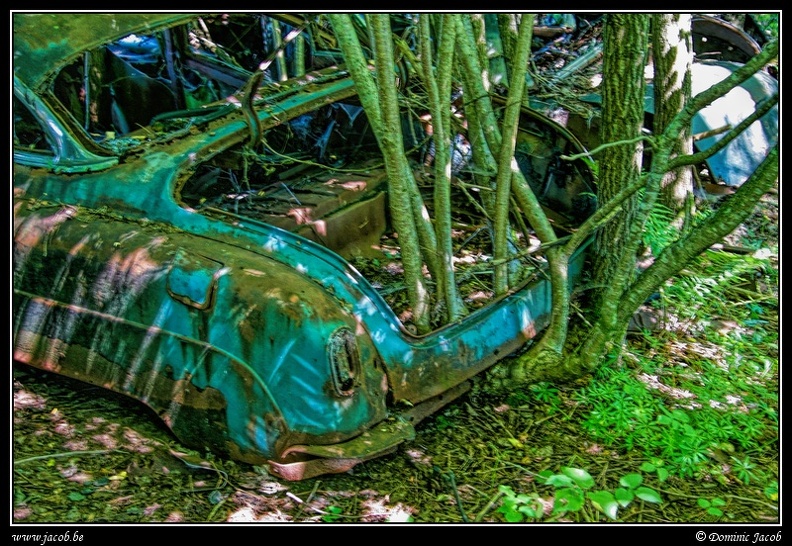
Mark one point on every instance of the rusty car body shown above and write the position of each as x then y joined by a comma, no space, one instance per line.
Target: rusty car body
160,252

____________

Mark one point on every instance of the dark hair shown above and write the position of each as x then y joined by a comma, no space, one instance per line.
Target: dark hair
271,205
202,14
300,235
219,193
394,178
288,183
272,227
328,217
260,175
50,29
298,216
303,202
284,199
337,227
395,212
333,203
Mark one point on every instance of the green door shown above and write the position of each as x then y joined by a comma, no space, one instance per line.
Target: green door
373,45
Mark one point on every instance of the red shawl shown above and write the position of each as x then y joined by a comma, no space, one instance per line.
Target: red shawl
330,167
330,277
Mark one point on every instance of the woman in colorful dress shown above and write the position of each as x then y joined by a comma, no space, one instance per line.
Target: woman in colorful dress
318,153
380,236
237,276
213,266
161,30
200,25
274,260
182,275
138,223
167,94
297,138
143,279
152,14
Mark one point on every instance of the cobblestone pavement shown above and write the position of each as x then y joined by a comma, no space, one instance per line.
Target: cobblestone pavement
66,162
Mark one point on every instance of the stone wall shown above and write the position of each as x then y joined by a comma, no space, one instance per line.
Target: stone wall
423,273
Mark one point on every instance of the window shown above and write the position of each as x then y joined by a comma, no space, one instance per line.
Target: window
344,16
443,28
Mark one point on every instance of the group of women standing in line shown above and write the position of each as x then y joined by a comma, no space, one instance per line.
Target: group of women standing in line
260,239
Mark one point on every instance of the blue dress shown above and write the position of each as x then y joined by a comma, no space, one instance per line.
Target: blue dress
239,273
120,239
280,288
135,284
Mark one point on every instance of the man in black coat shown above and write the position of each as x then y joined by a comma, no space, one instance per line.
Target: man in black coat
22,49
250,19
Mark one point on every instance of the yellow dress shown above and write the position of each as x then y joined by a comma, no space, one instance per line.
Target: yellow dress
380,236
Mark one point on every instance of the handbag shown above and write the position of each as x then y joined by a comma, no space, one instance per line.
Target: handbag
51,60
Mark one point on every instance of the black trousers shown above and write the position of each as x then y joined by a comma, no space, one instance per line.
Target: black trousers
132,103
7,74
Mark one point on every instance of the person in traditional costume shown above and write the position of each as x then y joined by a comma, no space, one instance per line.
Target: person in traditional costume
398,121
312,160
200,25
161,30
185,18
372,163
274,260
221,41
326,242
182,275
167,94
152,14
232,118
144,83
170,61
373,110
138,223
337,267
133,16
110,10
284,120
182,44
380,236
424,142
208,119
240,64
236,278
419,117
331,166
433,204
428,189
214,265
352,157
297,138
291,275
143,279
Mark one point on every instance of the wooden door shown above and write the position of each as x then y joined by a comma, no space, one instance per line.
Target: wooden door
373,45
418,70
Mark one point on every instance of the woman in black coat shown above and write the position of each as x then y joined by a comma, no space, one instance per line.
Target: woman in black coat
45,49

____________

[THE TASK]: From the entries above, extract only the lines running from the one containing "Mark one point on every instance of the stone" through the one containing "Mark one point on every instance of the handbag", inclusive.

[RESPONSE TO THIS EXERCISE]:
Mark one point on every instance of the stone wall shown above and write the position of each as x then y joined by a comma, no space, one instance per line.
Target: stone wall
423,273
Mark one point on every instance of the window shown above and write the position of each as x then y joined by a comma, no space, one instance per line.
Target: window
344,16
443,28
Mark one point on every instance of the group of women standing in line shown above and write the position of each as x then y joined by a comma, no space, one instance per line.
Target: group of women standing in line
260,239
Mark one point on every instance of the blue dress shown above and write the position of each as x then y joined by a comma, no space, one instance per line.
Target: blue dress
239,273
120,239
280,288
135,284
Mark one point on every instance of the man in black coat shown above and write the position of each as x then y joined by a comma, no space, one instance per line.
Target: man in black coat
22,49
250,19
Mark one point on every instance of the yellow dress shown above and write the position of each as x then y joined by a comma, no space, one instance per line.
Target: yellow dress
380,236
Mark one point on every instance of the handbag shown above and write the position of each as x then y joined by a comma, no space, one instance per line.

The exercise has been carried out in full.